* _Problems and tasks_:
- a) Quote the Acura ILX review word for word, starting at "Published on 9" and ending at "its direct competitors.".
- b) According to the Acura ILX review, why is the car built on the underpinnings of the Honda Civic sedan? Answer in one to three sentences.

* _Text shown_:
>>>
Acura ILX


Debut: 2012
Maker: Honda
Predecessor: No



 Published on 9 Jun 2012 All rights reserved. 

Strictly speaking this is not the first time Acura expand to compact car segment. As early as the 1980s and 1990s it sold a good number of Integra in the North America. However, as far as a dedicated product is concerned, i.e. not a rebadged Honda, the new ILX is its first C-segment car. Acura's marketing said the ILX targets at Generation Y – successful 20 and 30-somethings moving into the luxury car ranks. That means the same crowd as BMW 1-Series, Audi A3, Mercedes A-class, Volvo S40 / V40 and Lexus CT200h. Considering its less premium image and ingredient, I would say Buick Verano, Volkswagen Golf and Jetta are more likely to be its direct competitors.

An annual volume projection of 40,000 units means the car cannot afford a dedicated platform, so it utilizes the underpinnings of Honda Civic sedan and package it with all-new exterior and interior. The exterior restyle is quite successful considering its limitations. It looks not unlike an Infiniti G35, albeit in a smaller package. A longer bonnet, extended front overhang and a crease line rises over the rear fender give it a false impression of rear-wheel drive, which is what it needs to appear classy. Less remarkable is the detailed design at the nose and tail, which doesn't look as high-quality or tasteful as its European counterparts. Therefore the pursuit of premium image is only half accomplished.
<<<
* _Extracted material_:
>>>
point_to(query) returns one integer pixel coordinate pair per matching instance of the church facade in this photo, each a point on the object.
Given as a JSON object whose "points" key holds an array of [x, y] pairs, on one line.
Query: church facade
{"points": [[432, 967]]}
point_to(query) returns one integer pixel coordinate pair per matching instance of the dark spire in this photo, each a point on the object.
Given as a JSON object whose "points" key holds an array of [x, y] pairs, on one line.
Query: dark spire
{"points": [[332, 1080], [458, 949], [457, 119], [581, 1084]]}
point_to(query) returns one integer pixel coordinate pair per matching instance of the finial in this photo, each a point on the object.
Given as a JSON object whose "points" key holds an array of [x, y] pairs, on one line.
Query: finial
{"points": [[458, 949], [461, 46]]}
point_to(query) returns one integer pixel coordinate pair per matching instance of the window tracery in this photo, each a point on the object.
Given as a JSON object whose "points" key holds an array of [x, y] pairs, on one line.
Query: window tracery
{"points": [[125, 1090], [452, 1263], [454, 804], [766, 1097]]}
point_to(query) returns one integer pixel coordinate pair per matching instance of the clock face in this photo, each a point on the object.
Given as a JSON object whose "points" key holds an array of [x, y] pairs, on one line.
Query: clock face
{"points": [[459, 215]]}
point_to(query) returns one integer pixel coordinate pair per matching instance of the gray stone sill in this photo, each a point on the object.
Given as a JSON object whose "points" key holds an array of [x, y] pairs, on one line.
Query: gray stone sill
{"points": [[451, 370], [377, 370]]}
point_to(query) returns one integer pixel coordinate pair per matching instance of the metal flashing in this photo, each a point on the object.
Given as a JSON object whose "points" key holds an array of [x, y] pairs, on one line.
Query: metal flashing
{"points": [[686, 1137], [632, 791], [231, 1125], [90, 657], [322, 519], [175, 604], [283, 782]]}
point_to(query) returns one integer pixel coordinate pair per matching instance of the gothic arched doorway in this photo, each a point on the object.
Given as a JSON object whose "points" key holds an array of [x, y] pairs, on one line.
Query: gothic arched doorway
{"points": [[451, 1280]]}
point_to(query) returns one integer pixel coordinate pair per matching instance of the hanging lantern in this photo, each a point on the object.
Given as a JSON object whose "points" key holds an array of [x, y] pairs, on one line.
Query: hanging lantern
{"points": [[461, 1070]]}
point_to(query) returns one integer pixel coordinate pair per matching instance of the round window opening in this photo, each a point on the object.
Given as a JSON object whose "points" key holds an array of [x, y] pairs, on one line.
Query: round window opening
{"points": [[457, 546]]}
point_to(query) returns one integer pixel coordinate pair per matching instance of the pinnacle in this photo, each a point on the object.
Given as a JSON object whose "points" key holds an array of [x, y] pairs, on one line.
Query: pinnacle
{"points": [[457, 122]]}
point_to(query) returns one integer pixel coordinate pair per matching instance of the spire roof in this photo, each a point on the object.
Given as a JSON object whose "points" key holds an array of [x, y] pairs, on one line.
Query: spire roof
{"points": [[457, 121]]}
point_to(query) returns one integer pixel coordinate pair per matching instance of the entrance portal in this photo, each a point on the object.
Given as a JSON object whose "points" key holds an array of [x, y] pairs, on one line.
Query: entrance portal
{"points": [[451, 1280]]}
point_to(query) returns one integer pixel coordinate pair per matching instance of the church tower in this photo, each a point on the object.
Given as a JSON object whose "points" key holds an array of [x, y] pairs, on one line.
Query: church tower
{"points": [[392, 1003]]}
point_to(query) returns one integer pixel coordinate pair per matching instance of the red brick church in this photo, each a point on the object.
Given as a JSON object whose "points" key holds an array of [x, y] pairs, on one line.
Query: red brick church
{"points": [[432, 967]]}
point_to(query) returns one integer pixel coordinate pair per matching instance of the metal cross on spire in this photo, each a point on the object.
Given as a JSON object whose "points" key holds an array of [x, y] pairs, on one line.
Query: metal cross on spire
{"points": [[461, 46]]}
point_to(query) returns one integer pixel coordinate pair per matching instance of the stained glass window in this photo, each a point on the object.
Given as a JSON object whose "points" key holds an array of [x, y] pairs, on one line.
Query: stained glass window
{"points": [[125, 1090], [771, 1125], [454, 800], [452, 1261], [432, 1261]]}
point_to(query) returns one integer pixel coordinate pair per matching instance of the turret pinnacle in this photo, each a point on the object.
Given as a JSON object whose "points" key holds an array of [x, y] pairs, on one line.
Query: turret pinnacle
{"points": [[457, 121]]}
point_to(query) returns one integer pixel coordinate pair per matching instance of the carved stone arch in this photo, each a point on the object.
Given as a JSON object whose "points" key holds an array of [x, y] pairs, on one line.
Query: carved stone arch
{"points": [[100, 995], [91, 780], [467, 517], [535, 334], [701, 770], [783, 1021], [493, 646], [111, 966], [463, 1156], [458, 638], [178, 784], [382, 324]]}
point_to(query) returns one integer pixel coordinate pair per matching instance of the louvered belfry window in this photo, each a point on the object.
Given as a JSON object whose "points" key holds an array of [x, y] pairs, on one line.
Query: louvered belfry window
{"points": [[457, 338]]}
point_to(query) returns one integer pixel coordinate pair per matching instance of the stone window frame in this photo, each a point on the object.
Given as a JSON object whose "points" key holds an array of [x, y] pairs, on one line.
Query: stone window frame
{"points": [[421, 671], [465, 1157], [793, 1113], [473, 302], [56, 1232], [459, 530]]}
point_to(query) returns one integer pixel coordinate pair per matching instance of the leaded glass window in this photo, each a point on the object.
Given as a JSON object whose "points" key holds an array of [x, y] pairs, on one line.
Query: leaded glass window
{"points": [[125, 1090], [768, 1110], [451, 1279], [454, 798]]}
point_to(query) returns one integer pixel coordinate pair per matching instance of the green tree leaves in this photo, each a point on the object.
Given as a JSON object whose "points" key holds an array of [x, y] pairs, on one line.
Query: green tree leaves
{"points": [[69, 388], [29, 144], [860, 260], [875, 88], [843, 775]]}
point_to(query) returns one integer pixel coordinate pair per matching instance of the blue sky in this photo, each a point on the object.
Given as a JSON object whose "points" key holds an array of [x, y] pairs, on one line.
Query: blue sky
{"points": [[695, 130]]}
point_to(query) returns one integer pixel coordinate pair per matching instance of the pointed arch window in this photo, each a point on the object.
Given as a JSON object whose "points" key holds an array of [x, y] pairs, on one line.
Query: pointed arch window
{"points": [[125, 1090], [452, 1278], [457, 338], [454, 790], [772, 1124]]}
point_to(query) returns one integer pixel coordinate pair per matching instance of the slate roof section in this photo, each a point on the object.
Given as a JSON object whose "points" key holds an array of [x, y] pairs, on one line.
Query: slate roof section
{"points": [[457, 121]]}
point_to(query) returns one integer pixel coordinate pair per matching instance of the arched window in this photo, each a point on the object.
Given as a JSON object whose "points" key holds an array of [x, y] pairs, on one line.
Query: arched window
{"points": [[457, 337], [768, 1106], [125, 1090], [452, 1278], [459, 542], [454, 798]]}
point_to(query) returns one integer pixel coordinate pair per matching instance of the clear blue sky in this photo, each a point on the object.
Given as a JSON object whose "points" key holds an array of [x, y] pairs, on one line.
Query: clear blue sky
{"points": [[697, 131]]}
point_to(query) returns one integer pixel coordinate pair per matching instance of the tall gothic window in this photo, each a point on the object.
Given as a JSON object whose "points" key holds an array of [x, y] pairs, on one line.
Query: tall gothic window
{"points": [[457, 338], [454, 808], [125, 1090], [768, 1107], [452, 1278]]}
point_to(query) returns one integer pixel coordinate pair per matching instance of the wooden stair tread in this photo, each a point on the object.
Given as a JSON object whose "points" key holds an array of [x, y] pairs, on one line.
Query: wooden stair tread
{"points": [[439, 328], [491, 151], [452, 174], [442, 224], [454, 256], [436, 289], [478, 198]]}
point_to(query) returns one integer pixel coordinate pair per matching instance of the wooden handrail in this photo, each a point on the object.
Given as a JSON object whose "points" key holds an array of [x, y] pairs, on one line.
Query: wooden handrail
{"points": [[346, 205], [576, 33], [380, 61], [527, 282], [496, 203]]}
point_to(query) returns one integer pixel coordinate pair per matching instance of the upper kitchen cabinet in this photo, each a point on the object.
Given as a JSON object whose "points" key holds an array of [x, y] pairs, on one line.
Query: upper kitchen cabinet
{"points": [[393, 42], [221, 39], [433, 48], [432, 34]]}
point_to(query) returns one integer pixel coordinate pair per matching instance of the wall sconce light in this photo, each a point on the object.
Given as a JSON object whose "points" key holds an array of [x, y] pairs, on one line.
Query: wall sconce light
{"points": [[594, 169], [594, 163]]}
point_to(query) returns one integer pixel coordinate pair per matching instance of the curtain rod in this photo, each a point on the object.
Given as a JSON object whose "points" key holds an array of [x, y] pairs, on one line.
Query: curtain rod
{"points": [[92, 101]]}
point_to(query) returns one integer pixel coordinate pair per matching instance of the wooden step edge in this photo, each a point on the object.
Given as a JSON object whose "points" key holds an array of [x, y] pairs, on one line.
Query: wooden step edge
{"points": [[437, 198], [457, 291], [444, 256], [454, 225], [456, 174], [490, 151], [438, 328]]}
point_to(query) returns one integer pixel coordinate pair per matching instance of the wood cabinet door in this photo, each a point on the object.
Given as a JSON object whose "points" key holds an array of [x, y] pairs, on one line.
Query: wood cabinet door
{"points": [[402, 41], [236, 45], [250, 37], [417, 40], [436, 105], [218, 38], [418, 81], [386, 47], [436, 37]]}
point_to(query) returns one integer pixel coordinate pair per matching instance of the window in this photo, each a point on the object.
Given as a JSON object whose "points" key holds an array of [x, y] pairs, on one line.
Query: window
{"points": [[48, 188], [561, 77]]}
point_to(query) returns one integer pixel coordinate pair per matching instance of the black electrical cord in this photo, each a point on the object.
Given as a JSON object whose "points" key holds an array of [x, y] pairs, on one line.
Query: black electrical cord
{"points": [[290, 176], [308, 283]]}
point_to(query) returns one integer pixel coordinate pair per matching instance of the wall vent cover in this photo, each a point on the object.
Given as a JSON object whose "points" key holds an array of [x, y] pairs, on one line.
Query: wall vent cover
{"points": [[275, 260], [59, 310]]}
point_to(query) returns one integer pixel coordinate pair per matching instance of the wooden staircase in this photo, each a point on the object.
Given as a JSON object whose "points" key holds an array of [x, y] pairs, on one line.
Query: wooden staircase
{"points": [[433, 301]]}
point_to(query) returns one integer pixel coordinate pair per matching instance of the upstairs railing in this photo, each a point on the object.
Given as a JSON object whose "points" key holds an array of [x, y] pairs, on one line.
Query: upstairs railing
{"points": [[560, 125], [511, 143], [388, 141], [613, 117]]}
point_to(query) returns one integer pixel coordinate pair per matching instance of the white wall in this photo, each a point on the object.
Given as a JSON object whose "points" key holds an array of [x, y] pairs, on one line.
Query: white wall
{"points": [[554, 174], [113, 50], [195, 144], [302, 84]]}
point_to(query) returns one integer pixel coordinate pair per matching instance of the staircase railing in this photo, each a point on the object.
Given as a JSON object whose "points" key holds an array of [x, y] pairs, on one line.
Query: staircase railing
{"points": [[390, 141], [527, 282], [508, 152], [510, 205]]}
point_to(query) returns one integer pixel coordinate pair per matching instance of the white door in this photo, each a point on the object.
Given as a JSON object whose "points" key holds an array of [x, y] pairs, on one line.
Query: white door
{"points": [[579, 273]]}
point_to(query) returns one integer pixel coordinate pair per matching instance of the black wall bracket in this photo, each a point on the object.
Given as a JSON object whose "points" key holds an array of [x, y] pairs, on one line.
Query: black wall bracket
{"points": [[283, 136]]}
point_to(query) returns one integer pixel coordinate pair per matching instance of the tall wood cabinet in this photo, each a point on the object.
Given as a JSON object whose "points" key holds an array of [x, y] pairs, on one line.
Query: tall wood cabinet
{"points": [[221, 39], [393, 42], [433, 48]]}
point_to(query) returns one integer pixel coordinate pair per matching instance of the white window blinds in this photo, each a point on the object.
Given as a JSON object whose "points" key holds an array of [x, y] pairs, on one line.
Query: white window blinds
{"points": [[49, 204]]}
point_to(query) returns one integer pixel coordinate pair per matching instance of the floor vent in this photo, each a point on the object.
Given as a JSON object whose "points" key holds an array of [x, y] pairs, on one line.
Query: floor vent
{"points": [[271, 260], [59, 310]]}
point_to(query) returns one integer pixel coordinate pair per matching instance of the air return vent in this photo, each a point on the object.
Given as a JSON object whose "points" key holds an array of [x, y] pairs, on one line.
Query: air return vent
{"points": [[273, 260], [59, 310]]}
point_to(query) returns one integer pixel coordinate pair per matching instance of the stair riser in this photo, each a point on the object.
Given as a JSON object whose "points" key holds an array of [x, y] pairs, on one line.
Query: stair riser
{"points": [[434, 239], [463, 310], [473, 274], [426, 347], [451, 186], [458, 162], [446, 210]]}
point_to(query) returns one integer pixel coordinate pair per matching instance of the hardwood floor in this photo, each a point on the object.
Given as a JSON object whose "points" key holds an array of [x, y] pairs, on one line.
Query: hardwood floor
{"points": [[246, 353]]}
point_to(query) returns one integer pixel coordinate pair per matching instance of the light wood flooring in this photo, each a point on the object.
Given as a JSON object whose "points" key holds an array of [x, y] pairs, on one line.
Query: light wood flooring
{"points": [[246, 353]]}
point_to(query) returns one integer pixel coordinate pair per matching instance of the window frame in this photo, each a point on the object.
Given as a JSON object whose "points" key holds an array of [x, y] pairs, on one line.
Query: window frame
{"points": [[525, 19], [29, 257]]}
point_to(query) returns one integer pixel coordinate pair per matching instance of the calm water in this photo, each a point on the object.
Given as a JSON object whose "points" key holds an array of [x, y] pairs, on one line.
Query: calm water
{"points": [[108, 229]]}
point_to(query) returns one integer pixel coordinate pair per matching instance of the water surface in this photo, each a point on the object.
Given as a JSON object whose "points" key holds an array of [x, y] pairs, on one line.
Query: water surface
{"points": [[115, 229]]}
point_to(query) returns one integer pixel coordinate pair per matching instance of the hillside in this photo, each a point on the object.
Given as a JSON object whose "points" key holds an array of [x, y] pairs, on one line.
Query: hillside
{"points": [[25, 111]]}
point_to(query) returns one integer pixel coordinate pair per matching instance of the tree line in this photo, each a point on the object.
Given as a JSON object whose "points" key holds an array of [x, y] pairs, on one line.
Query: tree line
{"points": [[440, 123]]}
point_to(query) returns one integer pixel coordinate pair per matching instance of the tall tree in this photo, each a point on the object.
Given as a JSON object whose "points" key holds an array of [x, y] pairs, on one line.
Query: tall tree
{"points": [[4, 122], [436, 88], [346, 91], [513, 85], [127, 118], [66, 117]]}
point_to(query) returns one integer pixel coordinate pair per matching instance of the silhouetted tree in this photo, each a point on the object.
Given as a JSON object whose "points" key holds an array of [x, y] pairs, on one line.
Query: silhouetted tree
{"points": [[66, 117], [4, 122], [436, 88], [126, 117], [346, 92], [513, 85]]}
<<<
* _Final answers_:
- a)
Published on 9 Jun 2012 All rights reserved. 

Strictly speaking this is not the first time Acura expand to compact car segment. As early as the 1980s and 1990s it sold a good number of Integra in the North America. However, as far as a dedicated product is concerned, i.e. not a rebadged Honda, the new ILX is its first C-segment car. Acura's marketing said the ILX targets at Generation Y – successful 20 and 30-somethings moving into the luxury car ranks. That means the same crowd as BMW 1-Series, Audi A3, Mercedes A-class, Volvo S40 / V40 and Lexus CT200h. Considering its less premium image and ingredient, I would say Buick Verano, Volkswagen Golf and Jetta are more likely to be its direct competitors.

- b) The ILX has an annual volume projection of only 40,000 units, so it cannot afford a dedicated platform. It therefore uses the Civic sedan's underpinnings and wraps them in an all-new exterior and interior.